(Beginning of EXTRACTED RECORDS)

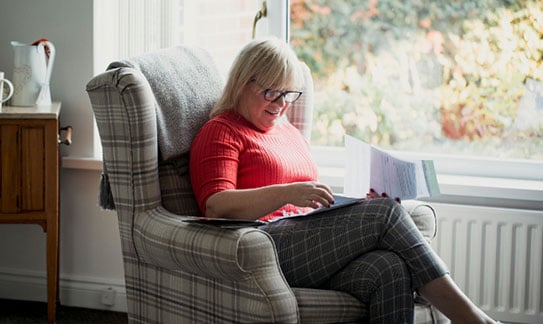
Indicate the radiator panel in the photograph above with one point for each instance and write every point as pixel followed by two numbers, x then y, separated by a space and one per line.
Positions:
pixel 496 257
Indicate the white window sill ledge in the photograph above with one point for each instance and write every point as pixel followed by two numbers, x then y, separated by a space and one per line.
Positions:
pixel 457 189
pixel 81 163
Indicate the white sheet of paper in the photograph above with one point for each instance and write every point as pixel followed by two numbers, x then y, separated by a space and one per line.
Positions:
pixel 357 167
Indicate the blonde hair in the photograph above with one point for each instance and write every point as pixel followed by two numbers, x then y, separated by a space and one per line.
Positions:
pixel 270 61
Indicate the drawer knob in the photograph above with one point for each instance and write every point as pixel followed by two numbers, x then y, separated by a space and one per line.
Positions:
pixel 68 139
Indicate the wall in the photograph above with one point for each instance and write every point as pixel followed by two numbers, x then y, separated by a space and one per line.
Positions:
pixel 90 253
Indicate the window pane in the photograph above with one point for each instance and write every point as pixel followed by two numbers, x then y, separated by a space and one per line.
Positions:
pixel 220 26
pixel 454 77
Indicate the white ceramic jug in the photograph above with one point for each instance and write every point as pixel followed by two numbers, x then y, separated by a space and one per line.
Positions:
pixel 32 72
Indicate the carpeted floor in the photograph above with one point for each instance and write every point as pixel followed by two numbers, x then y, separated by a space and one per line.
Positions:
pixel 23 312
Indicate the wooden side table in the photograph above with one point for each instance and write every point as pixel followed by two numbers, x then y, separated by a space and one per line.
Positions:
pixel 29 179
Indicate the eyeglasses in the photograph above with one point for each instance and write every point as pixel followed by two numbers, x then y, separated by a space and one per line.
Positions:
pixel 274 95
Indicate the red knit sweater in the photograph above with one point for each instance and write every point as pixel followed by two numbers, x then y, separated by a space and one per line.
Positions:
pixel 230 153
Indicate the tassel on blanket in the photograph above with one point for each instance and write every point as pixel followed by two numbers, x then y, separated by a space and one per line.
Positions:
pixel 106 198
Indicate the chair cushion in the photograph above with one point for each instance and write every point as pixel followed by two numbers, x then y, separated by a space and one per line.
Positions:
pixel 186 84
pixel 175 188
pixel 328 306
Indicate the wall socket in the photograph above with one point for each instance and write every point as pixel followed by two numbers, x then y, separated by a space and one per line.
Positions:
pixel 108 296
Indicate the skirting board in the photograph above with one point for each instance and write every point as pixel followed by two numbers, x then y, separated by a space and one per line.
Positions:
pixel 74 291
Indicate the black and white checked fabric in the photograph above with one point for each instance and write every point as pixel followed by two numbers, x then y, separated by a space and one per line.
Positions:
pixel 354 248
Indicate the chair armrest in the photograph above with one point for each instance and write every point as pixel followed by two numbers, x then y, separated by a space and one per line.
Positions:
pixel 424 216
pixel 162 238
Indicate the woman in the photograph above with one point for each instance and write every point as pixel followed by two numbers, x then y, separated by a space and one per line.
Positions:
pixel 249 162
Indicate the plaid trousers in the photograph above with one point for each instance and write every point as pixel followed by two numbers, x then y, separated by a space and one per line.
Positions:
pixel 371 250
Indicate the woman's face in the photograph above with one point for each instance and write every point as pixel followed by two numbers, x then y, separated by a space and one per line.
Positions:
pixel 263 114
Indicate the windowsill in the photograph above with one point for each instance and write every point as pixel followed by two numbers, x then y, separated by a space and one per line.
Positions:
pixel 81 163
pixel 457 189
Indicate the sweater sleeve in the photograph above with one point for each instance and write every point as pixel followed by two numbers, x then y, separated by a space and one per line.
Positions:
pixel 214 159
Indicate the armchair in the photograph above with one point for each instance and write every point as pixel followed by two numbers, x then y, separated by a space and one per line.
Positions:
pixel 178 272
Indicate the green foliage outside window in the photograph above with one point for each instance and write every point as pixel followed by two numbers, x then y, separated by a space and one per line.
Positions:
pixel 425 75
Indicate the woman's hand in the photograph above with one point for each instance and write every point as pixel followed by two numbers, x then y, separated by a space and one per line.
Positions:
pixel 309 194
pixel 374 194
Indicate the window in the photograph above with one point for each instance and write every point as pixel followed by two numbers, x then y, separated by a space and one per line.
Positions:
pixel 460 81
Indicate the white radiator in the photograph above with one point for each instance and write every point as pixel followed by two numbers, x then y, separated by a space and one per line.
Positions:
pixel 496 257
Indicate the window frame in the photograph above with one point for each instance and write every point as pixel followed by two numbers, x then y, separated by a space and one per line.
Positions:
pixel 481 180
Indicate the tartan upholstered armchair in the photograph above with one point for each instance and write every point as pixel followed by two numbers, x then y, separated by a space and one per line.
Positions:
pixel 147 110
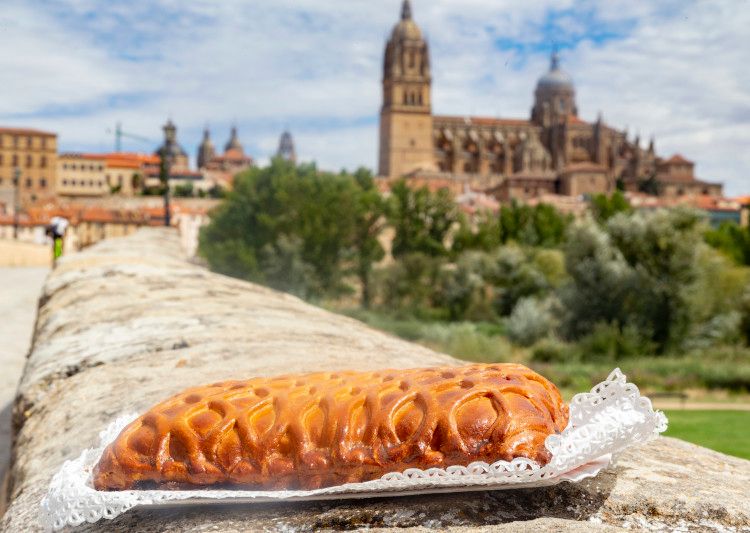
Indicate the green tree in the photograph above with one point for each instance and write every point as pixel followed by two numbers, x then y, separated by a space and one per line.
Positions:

(End of EXTRACTED RECORDS)

PROMPT
Reproduce the records, all of them, word for word; omit the pictures.

RESPONSE BOX
Indicate the radiator panel in the photograph above with one point for each instance and write every point as pixel followed by two numbers, x then y, separated by a space and one per line.
Positions:
pixel 496 257
Indicate the white window sill ledge in the photograph above with one point for each instance and write every point as pixel followed by two numbers, x then y, separated by a space and one per line.
Positions:
pixel 457 189
pixel 81 163
Indicate the white sheet of paper in the photograph above with one point for each instance and write every point as pixel followed by two numbers, x then y, separated by a space and one per line.
Positions:
pixel 357 167
Indicate the blonde hair in the photograph above with one point for each instance and write every point as pixel followed by two numbers, x then y, separated by a space and one per line.
Positions:
pixel 270 61
Indicate the drawer knob in the photograph above with one point for each instance and write every point as pixel followed by two numbers, x then y, separated by a space and one per line.
Positions:
pixel 68 139
Indicate the wall in the photograph above with one point for each instance and write every point as pixel followed by two numbers, x then y, separated by a space and one per line.
Positions:
pixel 90 253
Indicate the window pane in the photograph above with one point for each instance and write every point as pixel followed by two numbers, x then y, separated by a space and one per line.
Positions:
pixel 220 26
pixel 454 77
Indicate the white ceramic jug in the photograph above with one point for each instance and write every point as pixel followed by two numbers, x then y, separated by a space and one per line.
Positions:
pixel 32 72
Indicate the carpeted floor in the photograph above with one point for each instance and write every point as pixel followed by two numbers, x then y, separated by a space and one per line.
Positions:
pixel 23 312
Indicate the wooden side table in the photograph above with one point for each instance and write every point as pixel followed by two numbers, x then y, separated by a space and one per line.
Positions:
pixel 29 179
Indicate the eyeglasses in the photograph above with one point for each instance and write every point as pixel followed by two numbers, x then y, separated by a space and one per line.
Positions:
pixel 274 95
Indicate the red knit sweater in the photograph above with one point for each instance and write every point as pixel followed by two numbers, x then y, separated by a space and one per line.
Positions:
pixel 230 153
Indicate the tassel on blanket in the photograph above with one point for each instance and write every point as pixel followed by two numbers, x then y, separated by a space and one per line.
Positions:
pixel 106 198
Indicate the chair cushion in the photograph above with one point for each instance and write every point as pixel followed by two numbers, x then y, separated by a space and one per line.
Positions:
pixel 186 84
pixel 175 188
pixel 328 306
Indicate the wall socket in the photograph above with one point for each instance and write every point as pixel followed by two numbers, x then y, separated by a space and one per line.
Positions:
pixel 108 296
Indicate the skirting board in the photograph above with one point for each instance and write every point as pixel followed by two numbers, x then y, separated by a space and one per line.
Positions:
pixel 74 291
Indicate the black and white checked fabric in the photograph above with one point for each instance and write every point as pixel followed by two numbers, x then y, separated by a space and one per line.
Positions:
pixel 354 248
Indicate the chair armrest in the photograph above with one point for each instance and write every point as pixel followed by two numbers, x then y, separated by a space and one per line.
Positions:
pixel 424 216
pixel 162 238
Indicate the woman in the photograph above with one point for each instance and write every point as pixel followed by two numbers, x then y, separated by a space and one per line.
Positions:
pixel 249 162
Indicate the plaid trousers in the photograph above with one point for each instance and write every point as pixel followed by two numbers, x then y, separated by a space and one per line.
Positions:
pixel 371 250
Indicate the woman's face in the photograph above with one point for each instance and write every point as pixel followed by two numbers, x then y, separated by a space and one per line.
Positions:
pixel 263 114
Indicate the windowsill in the photograph above with one point for each instance and write every point as pixel followed by two numbers, x then y, separated by a space and one per line.
Positions:
pixel 81 163
pixel 457 189
Indicate the sweater sleeve in the photograph above with one point for each instance and write every point as pixel followed by two numbers, x then y, separated by a space and one per line.
Positions:
pixel 214 159
Indicate the armchair in the photograph above with one point for each instance and write every point as pixel followed by two numbers, x then y, separated by a space and one per line.
Positions:
pixel 178 272
Indicate the green foliage outside window in the photograph above with one point for each instance and write every point as pixel followed by two numbers, x then y, separated by a space and one per line.
Positions:
pixel 425 75
Indicate the woman's hand in the photograph above with one point for each instance and write every point as pixel followed by two numbers, x then y, separated by a space and one per line.
Positions:
pixel 309 194
pixel 374 194
Indicate the window in the photograph above with one point for each instance and write every point as pixel followed by two numbers, x then y, separated by a space and one per line.
Positions:
pixel 460 81
Indicate the white radiator in the photograph above with one point for each instance and write every point as pixel followed by two numbers, x then y, separated by a space and one per line.
Positions:
pixel 496 257
Indicate the window frame in the photograph above with one point for each instance and write every point as pixel followed by two numbers, x then y, separated by a space and one per line.
Positions:
pixel 481 180
Indicate the tartan upholstered armchair in the photograph above with one point for each instance and write every point as pixel followed by two numbers, x then y, separated by a space and one per line.
Positions:
pixel 147 110
Indicate the green tree in the photograph above with one point for each instance and write every point as pixel followed by two numbers, x then y, separated by a space and one per line.
Positions:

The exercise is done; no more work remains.